*WHAT THIS TASK INVOLVES*
Rewrite the records below, swapping "instance" for "occurrence" everywhere it occurs and leaving everything else untouched.

Items listed in a dataset

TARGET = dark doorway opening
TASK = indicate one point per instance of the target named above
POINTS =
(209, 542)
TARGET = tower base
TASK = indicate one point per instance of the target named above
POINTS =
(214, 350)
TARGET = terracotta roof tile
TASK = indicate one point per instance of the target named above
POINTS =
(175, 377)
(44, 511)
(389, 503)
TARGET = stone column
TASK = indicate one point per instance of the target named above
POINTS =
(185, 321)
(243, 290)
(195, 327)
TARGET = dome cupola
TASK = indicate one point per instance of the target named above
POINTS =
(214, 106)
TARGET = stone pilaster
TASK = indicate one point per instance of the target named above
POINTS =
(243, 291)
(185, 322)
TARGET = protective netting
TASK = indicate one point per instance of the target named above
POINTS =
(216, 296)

*WRITTEN SOLUTION*
TARGET = dark doorway opening
TASK = indicate one point per occurrence of the target named above
POINTS =
(209, 542)
TARGET = tower base
TASK = indicate one point per occurrence of the target named above
POINTS =
(214, 350)
TARGET = terracotta roof tile
TASK = indicate one point per occurrence of the target named above
POINTS =
(175, 377)
(44, 511)
(389, 503)
TARGET = stone column
TASK = indicate one point per occurrence of the target named above
POINTS =
(185, 321)
(243, 290)
(195, 327)
TARGET = dome cupola
TASK = indicate one point per occurrence of the target named above
POINTS =
(214, 106)
TARGET = stone pilaster
TASK = indicate one point per occurrence of the target named above
POINTS =
(243, 291)
(185, 322)
TARGET = protective netting
TASK = indicate one point per occurrence of the target named above
POINTS =
(216, 296)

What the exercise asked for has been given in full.